## Exercise description
Return every one of the following items line for line, without changing anything.

## Records for the task
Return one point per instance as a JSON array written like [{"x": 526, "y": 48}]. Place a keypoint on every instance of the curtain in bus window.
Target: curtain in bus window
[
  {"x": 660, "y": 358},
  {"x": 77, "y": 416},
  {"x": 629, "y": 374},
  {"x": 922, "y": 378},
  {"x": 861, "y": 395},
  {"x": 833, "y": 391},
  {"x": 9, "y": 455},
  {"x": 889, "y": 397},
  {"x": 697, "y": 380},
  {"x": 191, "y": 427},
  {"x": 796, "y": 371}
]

## Finished task
Return one point per instance as a JSON array written like [{"x": 526, "y": 48}]. Place a keypoint on every instance of the curtain in bus window.
Target: curtain in bus window
[
  {"x": 660, "y": 358},
  {"x": 77, "y": 416},
  {"x": 629, "y": 374},
  {"x": 922, "y": 378},
  {"x": 861, "y": 395},
  {"x": 833, "y": 391},
  {"x": 9, "y": 455},
  {"x": 889, "y": 397},
  {"x": 697, "y": 380},
  {"x": 191, "y": 427},
  {"x": 796, "y": 371}
]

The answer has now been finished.